REQUIRED TASK:
Please copy the listing below word for word. Leave the pictures out of your copy.

(Entries from a point annotation set)
------
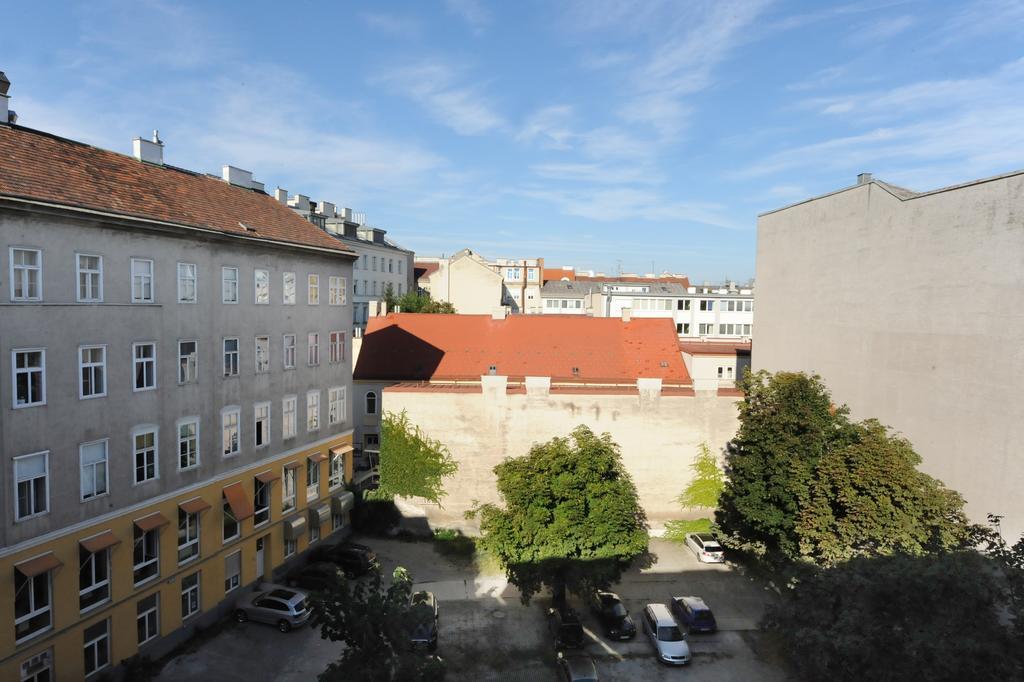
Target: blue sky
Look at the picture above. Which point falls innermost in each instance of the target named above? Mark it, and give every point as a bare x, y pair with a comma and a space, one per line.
598, 134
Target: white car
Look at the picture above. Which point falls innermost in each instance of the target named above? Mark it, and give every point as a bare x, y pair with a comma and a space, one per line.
706, 547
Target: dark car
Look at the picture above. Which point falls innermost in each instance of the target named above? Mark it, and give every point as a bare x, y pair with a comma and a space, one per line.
610, 612
353, 559
314, 577
565, 629
693, 613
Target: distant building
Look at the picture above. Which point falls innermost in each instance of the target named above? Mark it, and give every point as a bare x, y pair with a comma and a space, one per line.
908, 304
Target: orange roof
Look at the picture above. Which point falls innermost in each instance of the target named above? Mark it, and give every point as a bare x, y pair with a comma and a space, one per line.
442, 347
43, 167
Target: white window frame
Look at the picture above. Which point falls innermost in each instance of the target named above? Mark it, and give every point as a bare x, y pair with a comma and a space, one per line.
312, 411
143, 279
256, 424
94, 296
182, 279
32, 489
266, 287
145, 360
14, 372
177, 432
91, 367
236, 412
289, 416
144, 429
228, 285
22, 273
103, 464
289, 351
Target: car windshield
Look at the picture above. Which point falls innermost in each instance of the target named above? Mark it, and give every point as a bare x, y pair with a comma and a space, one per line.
670, 634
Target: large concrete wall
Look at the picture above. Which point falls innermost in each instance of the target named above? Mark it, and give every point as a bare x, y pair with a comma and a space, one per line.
658, 437
911, 311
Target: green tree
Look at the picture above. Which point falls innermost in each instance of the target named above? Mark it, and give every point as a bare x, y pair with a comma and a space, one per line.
571, 518
413, 464
376, 625
897, 617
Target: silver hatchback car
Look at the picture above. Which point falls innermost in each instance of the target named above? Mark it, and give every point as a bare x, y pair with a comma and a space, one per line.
285, 607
------
FINAL RESULT:
Target: blue sky
Look at the picture above. Which point falls innermost in each instance of the target named above? Mark it, and give every point as a bare x, y pair with a comma and a space, one per line.
598, 134
Target: white car
Look at the picture above. Which point falls innermost in each instance of the target named above? Mark it, and give every point as a bare x, y pair with a comma and a space, one per line.
706, 547
Target: dark car
Look at the picture above. Which point falls innermost in each instance of the target named above? Mark it, and give every point as a bare x, y pair with a comma and a space, one per line.
610, 612
353, 559
314, 577
565, 629
693, 613
Target: distant building
Look at the picture above. Which point falls innermost in each instance of the target named above? Mark it, and give every point as a bare x, y pair with a comma and a space, one per line.
908, 304
Target: orange roof
Look at the picture above. Which point falls innermost in each instance of the target named above? Mark it, and give every point as a bare x, y pair with a comma and a space, one per line.
442, 347
43, 167
Target: white window frame
Look at the picture above. Which point falls innermost in each instance of the target named above? Mark it, and give every point as a bare x, y pair with a comma and a space, one per line.
312, 411
143, 279
256, 424
94, 296
182, 279
32, 489
266, 287
145, 360
14, 372
177, 432
91, 367
236, 412
289, 416
144, 429
228, 285
22, 273
103, 464
289, 351
Target: car windshield
Look at the picture above. Which point falls innermost in each instance of the target named above? Mark it, and give every point as a bare x, y pair with a comma and a space, one per line.
670, 634
Target: large concrete wall
Look at the picture above. Which point falls innermost in each instance of the target named above? Mark it, and give every point as a bare x, y pair with a comma and a space, one per line.
658, 437
911, 311
Target: green tree
Look at the picture above. Which point falls innermost in each instance of the target named above? Mark it, and give every point as a bare x, y pair with a comma and a space, one per line.
571, 518
413, 464
376, 625
897, 617
Target: silver hatchback car
Look at the picture above. Which point falls innermost in each instance of the target named above? Mark it, and give every point as a bare x, y pair with a comma and a space, one per line.
285, 607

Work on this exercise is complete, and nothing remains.